**DATASET EXTRACT:**

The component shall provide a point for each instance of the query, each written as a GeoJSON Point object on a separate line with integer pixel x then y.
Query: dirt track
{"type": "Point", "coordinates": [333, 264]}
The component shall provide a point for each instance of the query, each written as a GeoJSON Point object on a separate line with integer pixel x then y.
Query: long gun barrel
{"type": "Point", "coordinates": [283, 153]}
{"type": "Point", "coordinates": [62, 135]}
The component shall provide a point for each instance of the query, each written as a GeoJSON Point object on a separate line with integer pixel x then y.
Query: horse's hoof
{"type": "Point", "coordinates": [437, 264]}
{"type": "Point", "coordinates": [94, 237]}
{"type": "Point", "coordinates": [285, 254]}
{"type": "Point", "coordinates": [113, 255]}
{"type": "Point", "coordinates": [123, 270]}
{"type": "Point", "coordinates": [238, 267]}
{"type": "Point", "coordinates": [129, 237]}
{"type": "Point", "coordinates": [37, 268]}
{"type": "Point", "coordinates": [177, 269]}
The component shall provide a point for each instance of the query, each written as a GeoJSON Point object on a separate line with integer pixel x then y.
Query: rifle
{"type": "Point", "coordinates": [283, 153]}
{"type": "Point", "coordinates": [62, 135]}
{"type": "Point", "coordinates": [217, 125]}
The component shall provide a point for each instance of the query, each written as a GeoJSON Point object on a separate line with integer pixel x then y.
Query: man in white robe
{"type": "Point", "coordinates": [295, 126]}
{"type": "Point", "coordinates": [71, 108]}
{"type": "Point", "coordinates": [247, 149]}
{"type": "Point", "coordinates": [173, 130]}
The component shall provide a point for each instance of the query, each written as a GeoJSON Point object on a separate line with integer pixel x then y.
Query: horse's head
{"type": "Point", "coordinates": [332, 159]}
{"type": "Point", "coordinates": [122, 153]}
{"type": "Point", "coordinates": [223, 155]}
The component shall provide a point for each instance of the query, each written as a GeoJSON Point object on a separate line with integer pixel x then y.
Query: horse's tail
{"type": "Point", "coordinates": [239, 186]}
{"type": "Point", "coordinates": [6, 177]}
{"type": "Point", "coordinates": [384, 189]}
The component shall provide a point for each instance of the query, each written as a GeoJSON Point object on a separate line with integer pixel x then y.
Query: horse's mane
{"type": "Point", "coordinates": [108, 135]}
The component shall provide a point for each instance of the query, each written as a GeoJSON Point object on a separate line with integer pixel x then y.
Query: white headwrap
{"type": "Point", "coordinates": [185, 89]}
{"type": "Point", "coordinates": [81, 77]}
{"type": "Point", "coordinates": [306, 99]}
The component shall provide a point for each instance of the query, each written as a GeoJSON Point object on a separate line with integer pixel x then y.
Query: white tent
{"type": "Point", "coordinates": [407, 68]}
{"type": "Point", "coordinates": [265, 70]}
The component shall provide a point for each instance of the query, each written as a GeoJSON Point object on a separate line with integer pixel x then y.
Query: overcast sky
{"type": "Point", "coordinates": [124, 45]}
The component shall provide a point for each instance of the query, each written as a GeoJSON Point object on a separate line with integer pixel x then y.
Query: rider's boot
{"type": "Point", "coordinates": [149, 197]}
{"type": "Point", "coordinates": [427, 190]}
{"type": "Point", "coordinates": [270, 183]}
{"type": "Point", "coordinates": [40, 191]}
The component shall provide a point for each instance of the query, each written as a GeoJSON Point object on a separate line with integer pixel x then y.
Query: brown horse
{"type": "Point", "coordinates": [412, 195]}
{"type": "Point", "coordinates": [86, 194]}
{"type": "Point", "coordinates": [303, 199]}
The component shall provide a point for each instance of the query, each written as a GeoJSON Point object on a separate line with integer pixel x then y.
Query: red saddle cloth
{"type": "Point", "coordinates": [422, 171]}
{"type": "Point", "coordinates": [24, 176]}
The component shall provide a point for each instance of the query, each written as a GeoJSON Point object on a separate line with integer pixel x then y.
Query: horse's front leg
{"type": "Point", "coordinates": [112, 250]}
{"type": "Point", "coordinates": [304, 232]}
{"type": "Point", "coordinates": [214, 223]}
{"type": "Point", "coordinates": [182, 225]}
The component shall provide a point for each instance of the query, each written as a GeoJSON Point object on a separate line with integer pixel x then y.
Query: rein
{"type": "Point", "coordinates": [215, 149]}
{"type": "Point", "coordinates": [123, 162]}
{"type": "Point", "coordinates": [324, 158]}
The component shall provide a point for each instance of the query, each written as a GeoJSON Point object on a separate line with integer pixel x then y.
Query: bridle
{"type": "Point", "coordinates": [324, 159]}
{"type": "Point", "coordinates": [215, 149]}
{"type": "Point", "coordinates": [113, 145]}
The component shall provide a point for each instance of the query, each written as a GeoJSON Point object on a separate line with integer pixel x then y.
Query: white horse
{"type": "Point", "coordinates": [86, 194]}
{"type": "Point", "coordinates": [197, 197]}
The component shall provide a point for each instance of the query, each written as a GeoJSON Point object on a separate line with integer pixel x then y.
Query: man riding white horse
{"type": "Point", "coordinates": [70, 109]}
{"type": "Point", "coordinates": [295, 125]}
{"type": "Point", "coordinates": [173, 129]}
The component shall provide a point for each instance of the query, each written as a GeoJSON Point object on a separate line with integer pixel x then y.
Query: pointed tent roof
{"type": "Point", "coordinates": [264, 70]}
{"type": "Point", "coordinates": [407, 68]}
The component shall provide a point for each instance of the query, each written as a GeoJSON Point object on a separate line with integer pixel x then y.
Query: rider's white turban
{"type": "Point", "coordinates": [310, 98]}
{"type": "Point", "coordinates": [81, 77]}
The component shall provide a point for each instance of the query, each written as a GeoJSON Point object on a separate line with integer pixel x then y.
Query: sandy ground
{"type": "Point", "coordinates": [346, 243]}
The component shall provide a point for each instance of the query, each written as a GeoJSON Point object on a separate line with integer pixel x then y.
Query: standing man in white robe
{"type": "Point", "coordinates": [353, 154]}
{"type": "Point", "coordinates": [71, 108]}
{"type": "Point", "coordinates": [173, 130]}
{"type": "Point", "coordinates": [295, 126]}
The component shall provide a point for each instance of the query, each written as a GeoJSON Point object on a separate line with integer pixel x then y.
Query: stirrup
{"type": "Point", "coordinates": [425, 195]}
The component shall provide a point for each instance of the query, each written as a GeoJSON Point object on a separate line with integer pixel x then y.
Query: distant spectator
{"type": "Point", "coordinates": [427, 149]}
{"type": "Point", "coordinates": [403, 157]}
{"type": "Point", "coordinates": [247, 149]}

**YOUR TASK:** Copy out every row above that contains the string "horse", matching letter case exactly.

**REPLY:**
Query: horse's hoof
Query: horse's head
Query: horse's tail
Query: horse's mane
Query: brown horse
Query: horse's front leg
Query: white horse
Query: man riding white horse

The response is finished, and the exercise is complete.